Can you convert every line of the data below into a Markdown table with two columns, Number and Data line, skipping any blank lines and leaving the pictures out?

Extracted data entries:
------------

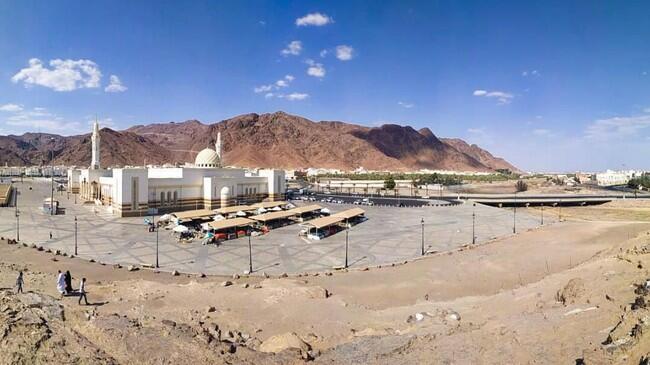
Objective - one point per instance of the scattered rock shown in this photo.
(168, 322)
(571, 291)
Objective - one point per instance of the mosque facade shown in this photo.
(206, 184)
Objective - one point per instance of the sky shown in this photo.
(548, 85)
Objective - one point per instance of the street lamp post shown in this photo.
(347, 229)
(422, 246)
(474, 223)
(156, 228)
(75, 235)
(250, 255)
(514, 216)
(52, 179)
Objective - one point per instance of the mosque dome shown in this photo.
(207, 158)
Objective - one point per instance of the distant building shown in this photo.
(133, 191)
(611, 178)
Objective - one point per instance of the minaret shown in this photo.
(217, 148)
(94, 164)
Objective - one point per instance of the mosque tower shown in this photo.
(217, 148)
(94, 164)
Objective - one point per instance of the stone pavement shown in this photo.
(389, 235)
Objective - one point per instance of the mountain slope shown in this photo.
(259, 140)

------------

• Correct answer
| Number | Data line |
|---|---|
| 1 | Objective - one point per instance of the scattered rock shown in this photo. |
| 2 | (168, 322) |
| 3 | (571, 291) |
| 4 | Objective - one point per instance of the mosque facade shown in this photo. |
| 5 | (206, 184) |
| 6 | Objective - one point per instance of the sky shown in this photo. |
| 7 | (548, 85) |
| 8 | Objective - one point per instance of the street lamp post shown in this photo. |
| 9 | (347, 229) |
| 10 | (422, 246) |
| 11 | (474, 223) |
| 12 | (156, 228) |
| 13 | (75, 235) |
| 14 | (250, 255) |
| 15 | (514, 216) |
| 16 | (52, 179) |
| 17 | Objective - one point per instance of the mosque dome shown in this photo. |
| 18 | (207, 158) |
| 19 | Objective - one point per instance of the distant building shown in this photo. |
| 20 | (133, 191) |
| 21 | (611, 178) |
| 22 | Objective - one point per instance of the minaret shown in this photo. |
| 23 | (217, 148) |
| 24 | (94, 164) |
| 25 | Objective - one point per instance of the mosque tower shown in this photo. |
| 26 | (217, 148) |
| 27 | (94, 164) |
| 28 | Objective - one point per instance of the stone pavement shown in this photo. |
| 29 | (389, 235) |
| 30 | Objective - one point per instance of the mountain slope shown in this photo. |
| 31 | (259, 140) |